◆ AIM
Extract every line of the material below and reproduce each one verbatim, without changes.

◆ SUPPLIED INFORMATION
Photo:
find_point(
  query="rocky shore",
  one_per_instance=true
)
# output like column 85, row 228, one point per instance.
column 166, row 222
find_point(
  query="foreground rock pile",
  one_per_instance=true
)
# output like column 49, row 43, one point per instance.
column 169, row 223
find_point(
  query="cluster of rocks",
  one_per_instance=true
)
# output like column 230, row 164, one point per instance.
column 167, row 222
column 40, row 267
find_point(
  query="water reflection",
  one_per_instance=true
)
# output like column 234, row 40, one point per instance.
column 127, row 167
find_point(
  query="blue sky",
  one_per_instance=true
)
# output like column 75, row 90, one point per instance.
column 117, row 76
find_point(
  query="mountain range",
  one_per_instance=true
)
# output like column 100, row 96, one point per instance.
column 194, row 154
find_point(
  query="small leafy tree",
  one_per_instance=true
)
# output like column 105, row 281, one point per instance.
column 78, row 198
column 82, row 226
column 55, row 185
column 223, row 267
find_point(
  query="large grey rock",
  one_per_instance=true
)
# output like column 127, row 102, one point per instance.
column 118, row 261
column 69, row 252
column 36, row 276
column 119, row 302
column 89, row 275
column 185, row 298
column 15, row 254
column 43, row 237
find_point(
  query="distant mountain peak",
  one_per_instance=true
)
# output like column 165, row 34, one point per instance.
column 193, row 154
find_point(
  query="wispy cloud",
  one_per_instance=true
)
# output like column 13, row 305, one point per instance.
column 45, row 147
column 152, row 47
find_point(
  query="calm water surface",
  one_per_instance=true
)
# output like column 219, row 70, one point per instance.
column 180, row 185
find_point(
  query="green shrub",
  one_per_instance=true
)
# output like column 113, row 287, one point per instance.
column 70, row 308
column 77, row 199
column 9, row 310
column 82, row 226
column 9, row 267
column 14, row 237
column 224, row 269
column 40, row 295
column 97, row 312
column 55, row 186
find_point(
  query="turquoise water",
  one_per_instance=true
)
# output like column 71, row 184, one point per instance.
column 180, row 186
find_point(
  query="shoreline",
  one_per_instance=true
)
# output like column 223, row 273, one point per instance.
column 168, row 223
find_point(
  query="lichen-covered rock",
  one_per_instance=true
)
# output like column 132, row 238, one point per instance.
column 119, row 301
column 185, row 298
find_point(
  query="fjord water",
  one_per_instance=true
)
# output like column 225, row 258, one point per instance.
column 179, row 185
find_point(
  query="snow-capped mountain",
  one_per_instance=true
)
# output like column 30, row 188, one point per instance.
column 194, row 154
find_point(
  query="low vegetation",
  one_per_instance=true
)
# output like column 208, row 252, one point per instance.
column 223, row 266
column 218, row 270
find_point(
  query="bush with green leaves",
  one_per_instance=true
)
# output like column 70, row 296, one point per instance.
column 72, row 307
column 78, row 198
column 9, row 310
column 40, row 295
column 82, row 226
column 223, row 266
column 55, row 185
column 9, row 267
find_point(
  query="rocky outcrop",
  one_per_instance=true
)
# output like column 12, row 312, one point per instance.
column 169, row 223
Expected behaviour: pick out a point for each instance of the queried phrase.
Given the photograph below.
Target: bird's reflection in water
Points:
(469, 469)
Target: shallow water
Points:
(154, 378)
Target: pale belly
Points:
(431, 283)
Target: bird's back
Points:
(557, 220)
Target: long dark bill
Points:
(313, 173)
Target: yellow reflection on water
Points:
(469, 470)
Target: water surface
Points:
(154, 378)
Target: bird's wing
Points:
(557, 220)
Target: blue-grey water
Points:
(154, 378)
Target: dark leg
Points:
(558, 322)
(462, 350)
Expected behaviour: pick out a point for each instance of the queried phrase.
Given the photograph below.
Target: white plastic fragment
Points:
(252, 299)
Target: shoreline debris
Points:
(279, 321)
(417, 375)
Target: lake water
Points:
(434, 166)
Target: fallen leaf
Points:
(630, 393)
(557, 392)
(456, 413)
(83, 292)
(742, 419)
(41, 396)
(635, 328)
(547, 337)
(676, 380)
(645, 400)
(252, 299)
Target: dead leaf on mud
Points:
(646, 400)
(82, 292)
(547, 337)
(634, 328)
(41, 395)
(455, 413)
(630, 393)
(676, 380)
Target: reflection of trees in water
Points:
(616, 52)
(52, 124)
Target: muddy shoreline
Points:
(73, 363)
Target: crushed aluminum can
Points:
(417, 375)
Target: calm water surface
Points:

◆ OUTPUT BELOW
Photo:
find_point(
  query="rocky shore",
  one_per_instance=true
)
# output like column 85, row 228, one point per instance.
column 166, row 222
find_point(
  query="foreground rock pile",
  one_per_instance=true
)
# output like column 49, row 43, one point per instance.
column 169, row 223
find_point(
  query="cluster of rocks",
  one_per_instance=true
)
# output like column 230, row 164, one point per instance.
column 167, row 222
column 40, row 267
find_point(
  query="water reflection",
  one_per_instance=true
)
# output like column 234, row 40, one point per instance.
column 127, row 167
find_point(
  query="blue sky",
  one_per_instance=true
)
# output like column 75, row 90, one point per instance.
column 117, row 76
find_point(
  query="mountain range",
  one_per_instance=true
)
# output like column 100, row 96, one point per instance.
column 194, row 154
find_point(
  query="small leafy tree",
  one_per_instance=true
)
# output like column 105, row 281, one point per instance.
column 78, row 198
column 82, row 226
column 55, row 185
column 223, row 267
find_point(
  query="large grey rock",
  one_per_instance=true
)
# output like column 127, row 102, one point per instance.
column 118, row 261
column 69, row 252
column 36, row 276
column 119, row 302
column 89, row 275
column 185, row 298
column 15, row 254
column 43, row 237
find_point(
  query="distant mountain peak",
  one_per_instance=true
)
# output like column 165, row 34, one point per instance.
column 193, row 154
find_point(
  query="wispy cloud",
  one_per_instance=true
)
# output like column 13, row 305, one point per instance.
column 45, row 147
column 152, row 47
find_point(
  query="calm water surface",
  one_per_instance=true
)
# output like column 219, row 70, one point per instance.
column 180, row 185
find_point(
  query="green shrub",
  one_per_instance=true
)
# output like column 113, row 287, one point per instance.
column 70, row 308
column 77, row 199
column 9, row 310
column 82, row 226
column 9, row 267
column 14, row 237
column 224, row 269
column 40, row 295
column 97, row 312
column 55, row 186
find_point(
  query="turquoise water",
  one_per_instance=true
)
# output like column 71, row 184, one point per instance.
column 180, row 186
find_point(
  query="shoreline",
  one_per_instance=true
)
# output like column 223, row 273, one point per instance.
column 168, row 223
find_point(
  query="lichen-covered rock",
  one_per_instance=true
)
# output like column 132, row 238, one point per instance.
column 119, row 301
column 185, row 298
find_point(
  query="fjord water",
  one_per_instance=true
)
# output like column 225, row 258, one point per instance.
column 179, row 185
find_point(
  query="snow-capped mountain",
  one_per_instance=true
)
# output like column 30, row 188, one point per instance.
column 194, row 154
find_point(
  query="low vegetation",
  one_per_instance=true
)
# output like column 208, row 252, one point per instance.
column 223, row 266
column 218, row 270
find_point(
  query="bush with green leaves",
  one_per_instance=true
)
# output like column 70, row 296, one point per instance.
column 72, row 307
column 78, row 198
column 9, row 310
column 40, row 295
column 82, row 226
column 223, row 266
column 55, row 185
column 9, row 267
find_point(
  query="rocky outcrop",
  one_per_instance=true
)
# output like column 12, row 312, one point per instance.
column 169, row 223
Expected behaviour: pick out a point for each instance of the queried phrase.
Given the photograph below.
Target: bird's reflection in water
Points:
(469, 469)
Target: shallow water
Points:
(154, 378)
Target: pale belly
Points:
(431, 283)
Target: bird's back
Points:
(557, 220)
Target: long dark bill
Points:
(313, 173)
Target: yellow reflection on water
Points:
(469, 470)
Target: water surface
Points:
(154, 378)
Target: bird's wing
Points:
(557, 220)
Target: blue-grey water
Points:
(154, 378)
Target: dark leg
Points:
(558, 322)
(462, 350)
Expected behaviour: pick out a point for each instance of the queried phrase.
Given the photograph below.
Target: white plastic fragment
Points:
(252, 299)
Target: shoreline debris
Points:
(279, 321)
(417, 375)
Target: lake water
Points:
(434, 166)
Target: fallen leaf
Points:
(630, 393)
(557, 392)
(456, 413)
(83, 292)
(742, 419)
(41, 396)
(635, 328)
(547, 337)
(676, 380)
(645, 400)
(252, 299)
Target: dead leaf on mud
Points:
(646, 400)
(82, 292)
(547, 337)
(634, 328)
(41, 395)
(455, 413)
(630, 393)
(676, 380)
Target: reflection of trees in water
Points:
(616, 52)
(52, 124)
Target: muddy shoreline
Points:
(73, 363)
Target: crushed aluminum can
Points:
(417, 375)
Target: calm water surface
Points:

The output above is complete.